- TASK INSTRUCTIONS -
Copy out exactly the part of the data that opens with the line containing "Could you please locate the cab" and closes with the line containing "125 357 224 442", both lines included.

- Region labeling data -
────────

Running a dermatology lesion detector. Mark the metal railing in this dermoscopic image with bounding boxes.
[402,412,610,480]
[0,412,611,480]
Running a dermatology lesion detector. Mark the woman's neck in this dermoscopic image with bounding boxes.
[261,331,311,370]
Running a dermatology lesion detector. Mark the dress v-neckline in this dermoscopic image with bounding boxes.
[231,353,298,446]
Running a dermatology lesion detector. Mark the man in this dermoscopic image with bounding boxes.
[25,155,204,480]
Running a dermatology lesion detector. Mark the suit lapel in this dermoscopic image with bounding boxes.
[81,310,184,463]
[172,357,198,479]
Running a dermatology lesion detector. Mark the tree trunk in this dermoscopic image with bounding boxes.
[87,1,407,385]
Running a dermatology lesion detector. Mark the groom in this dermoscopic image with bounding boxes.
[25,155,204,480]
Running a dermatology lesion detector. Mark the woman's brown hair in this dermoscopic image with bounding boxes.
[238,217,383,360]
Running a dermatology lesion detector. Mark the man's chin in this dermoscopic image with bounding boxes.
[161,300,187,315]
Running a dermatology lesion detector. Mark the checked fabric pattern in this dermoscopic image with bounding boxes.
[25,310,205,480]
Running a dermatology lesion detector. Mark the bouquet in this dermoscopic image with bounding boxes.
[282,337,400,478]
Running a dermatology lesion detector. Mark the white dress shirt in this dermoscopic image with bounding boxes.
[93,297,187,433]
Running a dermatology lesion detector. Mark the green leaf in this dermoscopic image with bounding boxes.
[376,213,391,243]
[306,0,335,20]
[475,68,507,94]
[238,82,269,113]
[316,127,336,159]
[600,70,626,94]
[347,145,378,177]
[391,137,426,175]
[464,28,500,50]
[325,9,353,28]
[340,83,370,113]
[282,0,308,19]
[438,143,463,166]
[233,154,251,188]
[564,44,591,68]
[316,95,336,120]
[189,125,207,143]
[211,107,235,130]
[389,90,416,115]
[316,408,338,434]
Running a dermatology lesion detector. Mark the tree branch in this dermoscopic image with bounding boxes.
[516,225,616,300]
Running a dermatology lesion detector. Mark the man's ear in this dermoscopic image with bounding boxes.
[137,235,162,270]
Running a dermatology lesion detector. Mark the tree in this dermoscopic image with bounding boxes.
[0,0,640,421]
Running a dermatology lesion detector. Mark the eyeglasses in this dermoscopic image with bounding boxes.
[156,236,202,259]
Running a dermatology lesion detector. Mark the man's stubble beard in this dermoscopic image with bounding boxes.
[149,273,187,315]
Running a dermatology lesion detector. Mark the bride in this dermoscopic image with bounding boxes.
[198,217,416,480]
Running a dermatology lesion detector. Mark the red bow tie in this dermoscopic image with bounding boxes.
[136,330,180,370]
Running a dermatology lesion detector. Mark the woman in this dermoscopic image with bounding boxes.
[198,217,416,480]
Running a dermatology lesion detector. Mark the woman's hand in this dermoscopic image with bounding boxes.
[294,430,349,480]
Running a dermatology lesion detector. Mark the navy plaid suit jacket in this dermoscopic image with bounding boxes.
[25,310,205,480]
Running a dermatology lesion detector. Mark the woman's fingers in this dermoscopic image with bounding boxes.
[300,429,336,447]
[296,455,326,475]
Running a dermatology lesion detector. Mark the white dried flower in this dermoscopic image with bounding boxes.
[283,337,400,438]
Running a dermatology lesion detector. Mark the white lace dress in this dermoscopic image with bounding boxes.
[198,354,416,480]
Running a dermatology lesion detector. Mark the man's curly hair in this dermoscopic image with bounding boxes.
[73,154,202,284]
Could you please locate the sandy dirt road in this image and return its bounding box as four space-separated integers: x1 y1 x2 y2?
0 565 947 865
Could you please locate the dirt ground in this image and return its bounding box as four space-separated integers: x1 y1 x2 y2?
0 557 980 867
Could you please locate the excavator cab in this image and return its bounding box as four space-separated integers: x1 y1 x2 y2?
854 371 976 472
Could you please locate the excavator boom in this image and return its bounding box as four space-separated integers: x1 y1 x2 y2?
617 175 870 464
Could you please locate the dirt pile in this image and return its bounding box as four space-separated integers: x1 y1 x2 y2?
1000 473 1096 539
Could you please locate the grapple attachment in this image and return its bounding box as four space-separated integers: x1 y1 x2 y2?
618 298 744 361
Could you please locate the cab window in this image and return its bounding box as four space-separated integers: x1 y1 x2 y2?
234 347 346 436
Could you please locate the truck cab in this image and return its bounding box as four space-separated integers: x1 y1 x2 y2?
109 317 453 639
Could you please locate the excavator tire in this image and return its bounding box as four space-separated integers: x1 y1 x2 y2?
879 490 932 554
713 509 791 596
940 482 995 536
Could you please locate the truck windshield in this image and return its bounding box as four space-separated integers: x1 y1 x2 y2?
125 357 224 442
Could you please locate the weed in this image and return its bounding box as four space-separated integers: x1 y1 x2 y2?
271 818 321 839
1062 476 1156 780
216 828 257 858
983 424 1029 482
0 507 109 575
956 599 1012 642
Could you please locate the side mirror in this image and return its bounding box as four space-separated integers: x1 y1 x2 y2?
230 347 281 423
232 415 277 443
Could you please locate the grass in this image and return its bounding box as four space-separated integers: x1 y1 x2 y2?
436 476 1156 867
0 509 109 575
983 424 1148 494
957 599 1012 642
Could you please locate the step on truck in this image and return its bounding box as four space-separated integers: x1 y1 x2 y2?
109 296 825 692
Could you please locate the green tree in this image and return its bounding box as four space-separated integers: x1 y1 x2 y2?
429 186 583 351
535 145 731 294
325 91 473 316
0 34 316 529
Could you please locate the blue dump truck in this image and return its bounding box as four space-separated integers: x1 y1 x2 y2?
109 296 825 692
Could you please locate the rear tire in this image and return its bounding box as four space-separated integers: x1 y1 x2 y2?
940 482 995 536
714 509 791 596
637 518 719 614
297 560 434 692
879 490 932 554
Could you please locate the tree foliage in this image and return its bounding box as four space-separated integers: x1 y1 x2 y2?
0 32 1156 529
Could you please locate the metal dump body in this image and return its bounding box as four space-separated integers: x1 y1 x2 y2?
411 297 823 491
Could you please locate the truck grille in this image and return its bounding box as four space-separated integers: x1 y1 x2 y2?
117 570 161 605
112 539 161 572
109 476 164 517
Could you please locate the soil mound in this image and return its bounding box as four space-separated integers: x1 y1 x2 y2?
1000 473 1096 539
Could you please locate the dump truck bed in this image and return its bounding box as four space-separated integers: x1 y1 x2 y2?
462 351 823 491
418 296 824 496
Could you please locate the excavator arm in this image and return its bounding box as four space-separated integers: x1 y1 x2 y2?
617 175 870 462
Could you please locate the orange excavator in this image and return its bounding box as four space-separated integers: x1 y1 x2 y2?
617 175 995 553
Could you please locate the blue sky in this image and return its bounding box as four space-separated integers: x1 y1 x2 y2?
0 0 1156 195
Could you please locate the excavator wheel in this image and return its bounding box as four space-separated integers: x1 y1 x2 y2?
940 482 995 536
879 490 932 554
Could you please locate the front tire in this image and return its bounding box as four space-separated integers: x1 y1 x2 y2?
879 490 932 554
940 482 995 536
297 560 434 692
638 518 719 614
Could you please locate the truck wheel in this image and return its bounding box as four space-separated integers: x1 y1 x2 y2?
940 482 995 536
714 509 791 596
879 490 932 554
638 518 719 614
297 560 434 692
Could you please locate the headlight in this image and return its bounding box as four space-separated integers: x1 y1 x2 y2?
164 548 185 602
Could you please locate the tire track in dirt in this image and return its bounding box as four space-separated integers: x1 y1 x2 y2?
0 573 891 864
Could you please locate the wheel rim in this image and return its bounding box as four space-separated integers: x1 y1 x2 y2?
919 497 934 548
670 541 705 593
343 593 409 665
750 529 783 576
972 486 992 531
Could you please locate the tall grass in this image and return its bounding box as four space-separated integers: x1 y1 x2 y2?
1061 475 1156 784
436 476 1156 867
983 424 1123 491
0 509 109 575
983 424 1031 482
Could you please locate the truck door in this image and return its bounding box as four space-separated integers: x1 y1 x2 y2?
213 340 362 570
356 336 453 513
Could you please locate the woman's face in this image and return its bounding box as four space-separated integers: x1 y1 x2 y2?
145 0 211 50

────────

- CORRECT OUTPUT -
Could you please locate the cab window in this image and return its bounding box as four space-separated integers: x1 y1 x2 y2?
234 347 346 436
Could you please locate the truck cab in this image and return its bounding box as four space-separated integers: x1 y1 x2 y2?
109 317 453 639
Could you please locate the excavator tire in this image and return its bounding box as four space-separated integers: x1 y1 x2 y2?
879 490 932 554
713 509 791 596
940 482 995 536
Could you please locate the truck windshield in this image and return its bounding box as four space-separated integers: x1 y1 x2 y2?
125 357 224 442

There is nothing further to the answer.